• The task: Report how many lines of the data below contain the string "wheel". Give the number alone.

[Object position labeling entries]
⟨
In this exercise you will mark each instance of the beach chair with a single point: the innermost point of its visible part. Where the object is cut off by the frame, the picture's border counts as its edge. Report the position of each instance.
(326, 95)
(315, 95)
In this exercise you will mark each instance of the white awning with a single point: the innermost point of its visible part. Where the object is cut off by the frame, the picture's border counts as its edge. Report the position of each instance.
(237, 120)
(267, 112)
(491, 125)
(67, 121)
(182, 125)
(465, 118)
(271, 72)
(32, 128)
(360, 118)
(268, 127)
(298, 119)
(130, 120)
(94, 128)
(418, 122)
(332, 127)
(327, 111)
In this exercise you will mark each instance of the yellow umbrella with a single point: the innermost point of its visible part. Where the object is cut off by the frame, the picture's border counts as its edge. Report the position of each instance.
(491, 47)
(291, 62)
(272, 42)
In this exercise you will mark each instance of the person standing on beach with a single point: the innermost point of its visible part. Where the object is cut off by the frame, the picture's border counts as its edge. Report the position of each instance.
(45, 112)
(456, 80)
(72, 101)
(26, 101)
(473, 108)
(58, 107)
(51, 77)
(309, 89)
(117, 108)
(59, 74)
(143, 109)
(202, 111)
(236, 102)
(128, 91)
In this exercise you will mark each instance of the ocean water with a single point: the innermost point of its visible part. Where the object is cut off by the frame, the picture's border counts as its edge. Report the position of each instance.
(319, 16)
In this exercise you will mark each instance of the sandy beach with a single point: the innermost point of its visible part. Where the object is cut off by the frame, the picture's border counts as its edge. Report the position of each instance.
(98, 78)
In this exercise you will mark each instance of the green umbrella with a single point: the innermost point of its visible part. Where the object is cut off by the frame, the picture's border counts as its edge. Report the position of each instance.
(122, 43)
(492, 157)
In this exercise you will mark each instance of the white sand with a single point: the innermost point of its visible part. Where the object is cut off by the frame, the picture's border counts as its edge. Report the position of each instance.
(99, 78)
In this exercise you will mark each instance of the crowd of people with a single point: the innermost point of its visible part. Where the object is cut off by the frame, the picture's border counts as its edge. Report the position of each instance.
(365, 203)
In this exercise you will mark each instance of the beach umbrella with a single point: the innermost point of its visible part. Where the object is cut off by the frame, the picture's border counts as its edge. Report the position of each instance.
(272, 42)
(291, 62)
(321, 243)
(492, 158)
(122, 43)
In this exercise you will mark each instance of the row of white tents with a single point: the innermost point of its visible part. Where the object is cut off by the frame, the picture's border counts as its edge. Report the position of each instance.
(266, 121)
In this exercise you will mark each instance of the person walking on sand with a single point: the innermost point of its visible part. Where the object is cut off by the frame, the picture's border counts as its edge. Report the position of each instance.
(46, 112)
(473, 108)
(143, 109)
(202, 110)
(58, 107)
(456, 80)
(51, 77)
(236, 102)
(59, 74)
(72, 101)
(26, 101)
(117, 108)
⟩
⟨
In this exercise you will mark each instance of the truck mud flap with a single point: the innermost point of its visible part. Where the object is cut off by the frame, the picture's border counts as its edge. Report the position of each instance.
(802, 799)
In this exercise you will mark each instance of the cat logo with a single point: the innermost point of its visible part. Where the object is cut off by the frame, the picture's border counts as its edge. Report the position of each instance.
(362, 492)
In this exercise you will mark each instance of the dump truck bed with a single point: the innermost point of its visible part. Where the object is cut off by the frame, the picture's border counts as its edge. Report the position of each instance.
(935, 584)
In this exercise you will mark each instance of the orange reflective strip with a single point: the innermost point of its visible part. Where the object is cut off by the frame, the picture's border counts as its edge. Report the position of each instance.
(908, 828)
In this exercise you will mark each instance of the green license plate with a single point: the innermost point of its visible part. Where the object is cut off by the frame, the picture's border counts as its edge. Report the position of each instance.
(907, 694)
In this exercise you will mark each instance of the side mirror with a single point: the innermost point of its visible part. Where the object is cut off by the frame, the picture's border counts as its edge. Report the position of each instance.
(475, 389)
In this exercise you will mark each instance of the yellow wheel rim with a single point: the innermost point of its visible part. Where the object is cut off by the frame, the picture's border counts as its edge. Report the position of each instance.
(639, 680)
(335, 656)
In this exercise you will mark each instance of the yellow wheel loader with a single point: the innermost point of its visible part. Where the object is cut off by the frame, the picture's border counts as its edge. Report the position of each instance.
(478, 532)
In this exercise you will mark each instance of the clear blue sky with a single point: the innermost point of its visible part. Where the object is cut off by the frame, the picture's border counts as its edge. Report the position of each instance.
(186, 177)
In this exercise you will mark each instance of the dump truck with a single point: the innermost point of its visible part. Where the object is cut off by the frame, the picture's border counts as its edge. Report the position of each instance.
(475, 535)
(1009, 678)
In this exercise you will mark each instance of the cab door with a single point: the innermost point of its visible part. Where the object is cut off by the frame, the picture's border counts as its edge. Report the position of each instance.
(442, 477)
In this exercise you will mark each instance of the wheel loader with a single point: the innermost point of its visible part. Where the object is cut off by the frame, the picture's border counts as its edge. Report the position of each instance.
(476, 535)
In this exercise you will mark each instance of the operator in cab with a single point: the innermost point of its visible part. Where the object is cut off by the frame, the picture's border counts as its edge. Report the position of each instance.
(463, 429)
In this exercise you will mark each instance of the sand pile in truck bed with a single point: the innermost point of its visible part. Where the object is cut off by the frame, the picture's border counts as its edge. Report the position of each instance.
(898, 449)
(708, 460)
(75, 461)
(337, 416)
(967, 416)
⟩
• In response: 3